» DATOS PROPORCIONADOS:

▽

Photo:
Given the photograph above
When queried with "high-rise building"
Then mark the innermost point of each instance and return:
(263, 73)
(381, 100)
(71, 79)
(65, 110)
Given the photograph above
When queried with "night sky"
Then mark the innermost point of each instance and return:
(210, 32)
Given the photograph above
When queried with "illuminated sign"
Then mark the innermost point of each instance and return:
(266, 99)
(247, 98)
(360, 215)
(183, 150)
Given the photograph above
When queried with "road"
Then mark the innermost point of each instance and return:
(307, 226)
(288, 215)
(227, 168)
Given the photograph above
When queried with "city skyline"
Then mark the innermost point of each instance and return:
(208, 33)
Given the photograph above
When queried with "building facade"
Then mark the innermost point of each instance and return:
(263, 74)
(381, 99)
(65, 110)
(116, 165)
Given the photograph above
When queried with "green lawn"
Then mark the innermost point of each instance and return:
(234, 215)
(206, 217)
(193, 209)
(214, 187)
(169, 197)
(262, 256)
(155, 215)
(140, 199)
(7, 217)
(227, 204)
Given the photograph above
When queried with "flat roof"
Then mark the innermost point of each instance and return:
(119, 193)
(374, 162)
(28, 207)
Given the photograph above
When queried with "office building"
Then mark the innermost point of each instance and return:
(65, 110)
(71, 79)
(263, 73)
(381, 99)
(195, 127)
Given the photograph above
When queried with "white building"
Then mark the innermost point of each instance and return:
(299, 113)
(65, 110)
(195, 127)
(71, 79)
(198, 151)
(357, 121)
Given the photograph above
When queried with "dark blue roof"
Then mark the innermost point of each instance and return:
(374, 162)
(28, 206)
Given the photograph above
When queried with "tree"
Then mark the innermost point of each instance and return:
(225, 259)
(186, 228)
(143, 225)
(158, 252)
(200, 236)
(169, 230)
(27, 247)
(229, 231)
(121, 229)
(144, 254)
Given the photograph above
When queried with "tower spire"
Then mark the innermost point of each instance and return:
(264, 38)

△

» TU TAREA:
Copia todas las líneas de los datos anteriores sin alterar nada.

» PROBLEMA RESUELTO:
Photo:
Given the photograph above
When queried with "high-rise building"
Then mark the innermost point of each instance and return:
(263, 73)
(381, 100)
(71, 79)
(65, 110)
Given the photograph above
When queried with "night sky"
Then mark the innermost point of each instance and return:
(210, 32)
Given the photograph above
When queried with "illuminated sign"
Then mark the innermost point of each instance and return:
(266, 99)
(247, 98)
(360, 215)
(183, 150)
Given the photograph above
When queried with "road"
Then mark the innermost point of each instance and return:
(307, 226)
(288, 215)
(227, 168)
Given the photograph above
When queried with "city skyline"
Then mark the innermost point of each instance and return:
(208, 33)
Given the photograph above
When queried with "building facade"
Then mark the innermost point of each instance and return:
(263, 74)
(381, 99)
(65, 110)
(116, 165)
Given the photograph above
When queried with "green lawn"
Then mark the innermost point of each instance and return:
(234, 215)
(206, 217)
(193, 209)
(214, 187)
(169, 197)
(262, 256)
(155, 215)
(140, 199)
(7, 217)
(227, 204)
Given the photograph above
When queried with "flat roof"
Then mark the innermost point of each instance and return:
(119, 193)
(374, 162)
(28, 207)
Given the photograph above
When queried with "office building"
Then mark the innermost point of each instance and return:
(65, 110)
(71, 79)
(263, 73)
(381, 99)
(195, 127)
Given the photograph above
When queried with "white building"
Then mark the innermost point of each instance and return:
(299, 113)
(65, 110)
(195, 127)
(71, 79)
(198, 151)
(357, 121)
Given the photograph above
When queried with "dark blue roof"
Then mark the innermost point of each instance and return:
(374, 162)
(28, 206)
Given the photograph above
When queried with "tree"
Then mark the innermost point of each instance and return:
(225, 259)
(186, 228)
(143, 225)
(158, 252)
(200, 236)
(169, 230)
(27, 247)
(229, 231)
(121, 229)
(144, 254)
Given the photograph above
When queried with "tower spire"
Then mark the innermost point of each instance and return:
(264, 38)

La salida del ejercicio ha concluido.